◆ **Source excerpt**:
Published on: 29 March, 2019
The triangle of relationships – between politics/state on the first vertex, god/religion/ethics on the second vertex and commerce/investing/property rights on the third vertex – is a delicate interplay. The fact that over the last five decades, India’s GDP growth has been higher in every decade than in the one before, suggests that India has got the tensions between the three vertices broadly under control.
“…if God is all-powerful, who needs Caesars? Without Caesars, Augustine replies, there’d be no Christians, and that can’t be God’s will. To be a Christian is itself to choose, freely, to follow Christ; but that choice would have left little behind if all Christians had been fed to the lions. Caesars rarely did that, however: the Roman empire over the three centuries from Jesus’ death to Constantine’s was, despite repressive intervals, a surprisingly hospitable place for the new religion [Christianity].” – John Lewis Gaddis in ‘On Grand Strategy’, 2018 [square brackets are ours; Augustine refers to Saint Augustine (354–430AD), an early Christian theologian whose writings influenced the development of Western Christianity & philosophy.]
Football in Kolkata
On a recent trip to Kolkata, I went for a run along the Rabindra Sarobor (called “the Lake” by the locals). Every morning, and especially on Saturday mornings, dozens of cricket and football matches take place next to the Lake. At the end of my run, I stopped to see a competitive football match between two teams of teenage girls. As is the norm the world over, most of the spectators were parents. In this case many of the parents were burkha clad ladies. After the final whistle the two teams lined up to sing the national anthem and it felt nice listening to Rabi Thakur’s anthem sung with much enthusiasm in Rabindra Sarobor. Just as interesting was what followed.

◆ **Direction A**: From the Kolkata article, copy word for word the passage that begins at the words "Published on: 29" and ends after the words "broadly under control.".

◆ **Data**:

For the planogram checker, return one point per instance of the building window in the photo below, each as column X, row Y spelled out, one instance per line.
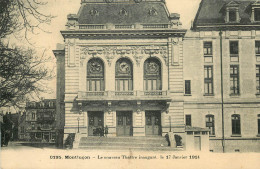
column 232, row 16
column 208, row 54
column 152, row 74
column 234, row 52
column 257, row 14
column 33, row 116
column 187, row 87
column 258, row 79
column 258, row 121
column 257, row 50
column 33, row 126
column 234, row 80
column 236, row 129
column 210, row 123
column 124, row 75
column 95, row 75
column 208, row 80
column 188, row 120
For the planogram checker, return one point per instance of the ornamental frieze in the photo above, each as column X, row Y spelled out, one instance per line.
column 137, row 52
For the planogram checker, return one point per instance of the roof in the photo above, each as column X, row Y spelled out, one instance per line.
column 103, row 13
column 213, row 12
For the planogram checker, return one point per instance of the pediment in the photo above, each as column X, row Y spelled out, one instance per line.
column 256, row 3
column 232, row 4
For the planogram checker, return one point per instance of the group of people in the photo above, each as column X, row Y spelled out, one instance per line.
column 102, row 132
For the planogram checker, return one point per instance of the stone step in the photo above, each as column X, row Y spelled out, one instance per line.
column 123, row 139
column 123, row 148
column 123, row 143
column 126, row 144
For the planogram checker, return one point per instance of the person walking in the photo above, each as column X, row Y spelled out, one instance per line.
column 106, row 131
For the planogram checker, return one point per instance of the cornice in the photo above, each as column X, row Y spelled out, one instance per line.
column 124, row 33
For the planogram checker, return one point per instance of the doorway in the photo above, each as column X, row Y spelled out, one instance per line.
column 95, row 123
column 197, row 143
column 124, row 123
column 153, row 123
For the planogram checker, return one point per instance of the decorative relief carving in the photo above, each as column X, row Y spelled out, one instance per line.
column 137, row 52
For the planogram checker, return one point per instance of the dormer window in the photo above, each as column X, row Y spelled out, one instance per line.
column 123, row 12
column 232, row 16
column 232, row 12
column 152, row 12
column 257, row 14
column 94, row 12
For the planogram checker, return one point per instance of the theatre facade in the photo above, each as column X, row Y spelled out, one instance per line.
column 122, row 67
column 130, row 67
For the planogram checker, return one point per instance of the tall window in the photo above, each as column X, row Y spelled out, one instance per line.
column 208, row 80
column 257, row 50
column 210, row 123
column 232, row 16
column 258, row 121
column 124, row 75
column 258, row 79
column 236, row 129
column 187, row 87
column 234, row 80
column 257, row 14
column 152, row 74
column 208, row 54
column 234, row 52
column 188, row 120
column 95, row 75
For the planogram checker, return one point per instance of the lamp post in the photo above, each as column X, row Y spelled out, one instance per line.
column 78, row 123
column 170, row 119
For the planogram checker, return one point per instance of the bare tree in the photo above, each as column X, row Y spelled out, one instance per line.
column 22, row 71
column 22, row 75
column 22, row 15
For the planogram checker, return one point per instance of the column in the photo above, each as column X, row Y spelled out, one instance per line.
column 138, row 123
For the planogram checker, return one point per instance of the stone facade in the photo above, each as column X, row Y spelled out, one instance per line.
column 127, row 77
column 236, row 41
column 38, row 125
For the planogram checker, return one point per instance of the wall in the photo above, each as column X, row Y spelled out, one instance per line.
column 247, row 104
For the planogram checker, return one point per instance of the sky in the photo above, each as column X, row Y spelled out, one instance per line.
column 61, row 8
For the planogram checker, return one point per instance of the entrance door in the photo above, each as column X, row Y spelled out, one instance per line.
column 95, row 123
column 197, row 143
column 153, row 123
column 124, row 123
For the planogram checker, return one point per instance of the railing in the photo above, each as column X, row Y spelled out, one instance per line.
column 155, row 93
column 102, row 1
column 124, row 26
column 91, row 26
column 130, row 93
column 104, row 94
column 156, row 26
column 144, row 26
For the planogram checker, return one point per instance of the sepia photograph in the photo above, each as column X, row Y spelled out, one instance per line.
column 130, row 84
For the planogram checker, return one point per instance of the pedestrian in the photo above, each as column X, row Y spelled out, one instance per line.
column 106, row 131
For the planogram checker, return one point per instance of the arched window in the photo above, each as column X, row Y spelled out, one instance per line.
column 258, row 121
column 210, row 123
column 95, row 75
column 236, row 129
column 152, row 74
column 124, row 75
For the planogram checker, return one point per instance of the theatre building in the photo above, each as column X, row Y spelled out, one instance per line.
column 128, row 66
column 123, row 68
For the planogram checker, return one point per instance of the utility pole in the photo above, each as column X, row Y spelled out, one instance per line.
column 222, row 90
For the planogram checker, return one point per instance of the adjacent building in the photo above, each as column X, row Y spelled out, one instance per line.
column 129, row 66
column 38, row 125
column 224, row 44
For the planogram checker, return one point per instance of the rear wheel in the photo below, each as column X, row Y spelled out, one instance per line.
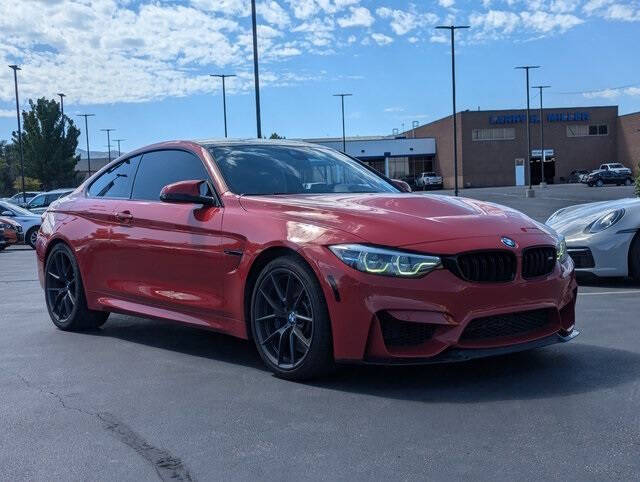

◆ **Direction B**: Rewrite the listing from its first line through the line containing "column 124, row 33", changing "planogram checker" to "layout checker" and keeping everything else the same. Give only those lines, and leave the pictures out.

◆ **Complete response A**:
Published on: 29 March, 2019
The triangle of relationships – between politics/state on the first vertex, god/religion/ethics on the second vertex and commerce/investing/property rights on the third vertex – is a delicate interplay. The fact that over the last five decades, India’s GDP growth has been higher in every decade than in the one before, suggests that India has got the tensions between the three vertices broadly under control.

◆ **Complete response B**:
For the layout checker, return one point per instance of the building window in the photo below, each as column X, row Y spelled out, one instance per line.
column 232, row 16
column 208, row 54
column 152, row 74
column 234, row 52
column 257, row 14
column 33, row 116
column 187, row 87
column 258, row 79
column 258, row 121
column 257, row 50
column 33, row 126
column 234, row 80
column 236, row 129
column 210, row 123
column 124, row 75
column 95, row 75
column 208, row 80
column 188, row 120
For the layout checker, return one point per instance of the ornamental frieze in the photo above, each as column X, row Y spelled out, one instance per line.
column 137, row 52
For the layout checker, return one point per instance of the roof in the photo above, each as column X, row Y spelled out, one instance per line.
column 103, row 13
column 213, row 12
For the layout checker, return one point per instance of the pediment in the photo above, each as column X, row Y spelled out, one instance per line.
column 256, row 3
column 232, row 4
For the layout checker, return one point per instance of the group of people in the photo above, each as column X, row Y spelled out, one instance per line.
column 102, row 132
For the layout checker, return one point per instance of the stone step in the photo above, each as column X, row Y spelled out, one instance per line.
column 123, row 139
column 123, row 148
column 123, row 143
column 126, row 144
For the layout checker, return one point per instance of the person walking in the photo above, each as column X, row Y spelled out, one instance per line.
column 106, row 131
For the layout checker, return one point per instance of the cornice in the photo above, each as column X, row Y spelled out, one instance per line.
column 124, row 33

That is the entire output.